§ EXTRAIT DE PAGE
──────────

Témoignage effectué lors de la rencontre "Recherche-Action, de la formation du sujet aux démarches interdisciplinaires et publié dans les actes de la journée (mis en lien en bas de cette page).

Pour me présenter et témoigner de mon parcours d’expérience, dans le cadre de cette journée, je souhaite me situer par rapport à ma pratique d’éducateur de rue, métier que j’exerce depuis une vingtaine d’années. Je souhaite aussi me présenter à partir de mon ancrage dans la mouvance que l’on a appelé, dans les années 83-84, la marche pour l’égalité. Le premier registre évoqué concerne le terrain qui a donné lieu aux trois cycles de recherche-action, que je poursuis aujourd’hui dans le cadre d’une thèse de doctorat. Le second registre que j’ai énoncé constitue pour moi une période fondatrice, dans la mesure où il m’a permis d’inscrire mon parcours social dans le cadre d’une dynamique de conscientisation, en l’occurrence durable.

C’est à partir de cet ancrage et des interrogations formulées que j’ai été amené à investir progressivement la posture d’acteur chercheur. Avant l’émergence de cette expérience inscrite dans l’histoire du mouvement des jeunes issus de l’immigration, des années 80, la réalité sociale était, pour moi et pour d’autres, de l’ordre du déjà là, elle appartenait à la fatalité. Alors qu’au moment de la marche pour l’égalité nous revenions tous ensemble des « démiurges », nous avions envie de retourner la terre et le ciel, c’était possible, la réalité pouvait être transformée.

──────────

§ ENREGISTREMENTS PRÉSENTÉS
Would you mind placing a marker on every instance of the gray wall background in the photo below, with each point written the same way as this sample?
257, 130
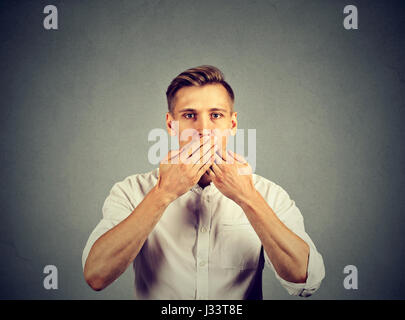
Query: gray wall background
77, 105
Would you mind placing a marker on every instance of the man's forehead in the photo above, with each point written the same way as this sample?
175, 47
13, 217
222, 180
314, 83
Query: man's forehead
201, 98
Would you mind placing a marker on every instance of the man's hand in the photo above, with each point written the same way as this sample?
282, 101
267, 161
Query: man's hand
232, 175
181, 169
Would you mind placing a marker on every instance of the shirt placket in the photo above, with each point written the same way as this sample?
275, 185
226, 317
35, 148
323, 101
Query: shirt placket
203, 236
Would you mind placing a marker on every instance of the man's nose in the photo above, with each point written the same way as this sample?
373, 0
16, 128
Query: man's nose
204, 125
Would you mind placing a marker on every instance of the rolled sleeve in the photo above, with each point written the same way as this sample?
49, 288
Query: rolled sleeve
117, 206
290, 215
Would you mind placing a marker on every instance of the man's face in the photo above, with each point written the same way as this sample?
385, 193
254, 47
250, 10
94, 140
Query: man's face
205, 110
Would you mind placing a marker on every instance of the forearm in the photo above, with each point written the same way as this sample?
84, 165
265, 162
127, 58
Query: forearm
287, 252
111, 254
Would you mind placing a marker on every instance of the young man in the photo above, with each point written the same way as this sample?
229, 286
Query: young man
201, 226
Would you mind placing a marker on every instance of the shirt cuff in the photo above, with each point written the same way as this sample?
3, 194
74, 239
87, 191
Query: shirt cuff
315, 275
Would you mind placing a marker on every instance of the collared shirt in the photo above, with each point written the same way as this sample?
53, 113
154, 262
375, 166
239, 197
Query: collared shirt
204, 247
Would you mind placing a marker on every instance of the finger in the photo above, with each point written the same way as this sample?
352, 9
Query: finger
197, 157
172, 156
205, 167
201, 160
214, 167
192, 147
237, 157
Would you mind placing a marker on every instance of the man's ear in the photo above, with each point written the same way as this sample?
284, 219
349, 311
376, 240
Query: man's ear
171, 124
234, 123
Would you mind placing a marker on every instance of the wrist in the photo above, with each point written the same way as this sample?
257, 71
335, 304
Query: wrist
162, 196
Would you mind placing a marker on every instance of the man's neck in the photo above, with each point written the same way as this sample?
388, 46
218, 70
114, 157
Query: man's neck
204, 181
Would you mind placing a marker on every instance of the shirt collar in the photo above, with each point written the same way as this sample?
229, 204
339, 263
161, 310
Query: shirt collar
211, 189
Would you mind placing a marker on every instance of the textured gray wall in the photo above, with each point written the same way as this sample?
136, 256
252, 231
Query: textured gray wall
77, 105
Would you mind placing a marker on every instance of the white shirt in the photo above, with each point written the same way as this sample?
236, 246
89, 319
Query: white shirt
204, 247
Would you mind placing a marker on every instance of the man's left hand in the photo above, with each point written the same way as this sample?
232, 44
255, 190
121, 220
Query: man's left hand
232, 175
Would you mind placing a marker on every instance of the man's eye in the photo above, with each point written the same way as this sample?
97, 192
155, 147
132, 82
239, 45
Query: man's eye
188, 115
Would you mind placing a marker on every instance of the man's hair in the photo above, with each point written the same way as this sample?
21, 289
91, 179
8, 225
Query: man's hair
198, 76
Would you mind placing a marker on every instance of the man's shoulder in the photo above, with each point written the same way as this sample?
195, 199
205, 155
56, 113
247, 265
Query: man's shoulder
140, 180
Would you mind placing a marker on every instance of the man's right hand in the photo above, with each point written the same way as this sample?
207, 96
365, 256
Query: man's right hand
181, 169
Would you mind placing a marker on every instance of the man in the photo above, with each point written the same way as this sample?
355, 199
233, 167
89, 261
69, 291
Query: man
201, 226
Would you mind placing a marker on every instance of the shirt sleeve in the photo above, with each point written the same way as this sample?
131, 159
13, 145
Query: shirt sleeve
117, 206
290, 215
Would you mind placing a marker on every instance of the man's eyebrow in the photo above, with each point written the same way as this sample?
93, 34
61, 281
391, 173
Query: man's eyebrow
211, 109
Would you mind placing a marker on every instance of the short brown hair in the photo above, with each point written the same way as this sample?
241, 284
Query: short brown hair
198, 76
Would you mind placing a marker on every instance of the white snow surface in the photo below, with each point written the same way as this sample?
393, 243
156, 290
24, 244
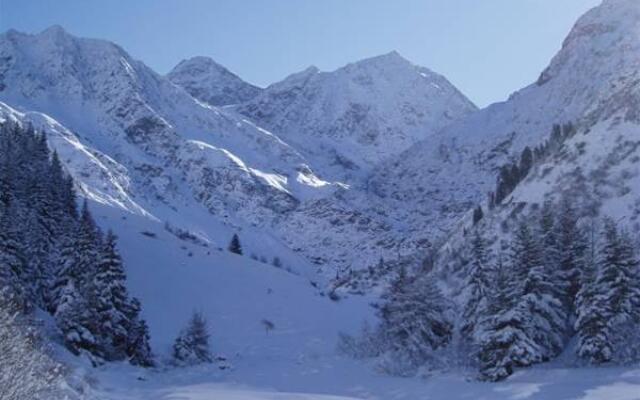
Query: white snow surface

──────────

§ CONSIGNE
Rédigez la suite du témoignage sur l'éducation de rue et la recherche-action, à partir de sa dernière phrase. Ces enregistrements ont une autre origine que l'extrait.

§ RÉPONSE ATTENDUE
C’est avec cette découverte, instituant une nouvelle forme d’appréhension de la réalité que je me suis engagé dans une dynamique de recherche-action. J’ai fait, depuis 1995, le choix d’associer à ma pratique de terrain une démarche de recherche, de façon à accompagner mon travail d’éducateur de rue. C’est maintenant, pour moi, une sorte de seconde respiration, dans la mesure où elle est devenue solidaire de mon parcours professionnel. Je me suis engagé dans cette prospective avant de savoir que cette démarche pouvait faire l’objet d’un enseignement et d’une épistémologie. C’est en rencontrant des situations qui échappaient à mon entendement, et qui m’interpellaient suffisamment pour que j’éprouve la nécessité de les interroger que je me suis familiarisé progressivement avec la recherche-action.

Au départ ces interrogations ne m’apparaissaient pas sous forme abstraite ou théorique. Elles émergeaient, d’une part, confusément de ma pratique de terrain et faisaient d’autre part écho à mon expérience personnelle, pour ce qui est des situations de confinement et d’absence de perspective sociale. L’itinéraire par lequel je me suis construit m’a conduit, grâce à ma croyance en la possibilité de changer les choses, à considérer la possibilité d’accompagner, sur le chemin de l’émancipation sociale, des jeunes qui, dans leur trajectoire se heurtent à des murs invisibles et à des portes qu’il faut apprendre à ouvrir.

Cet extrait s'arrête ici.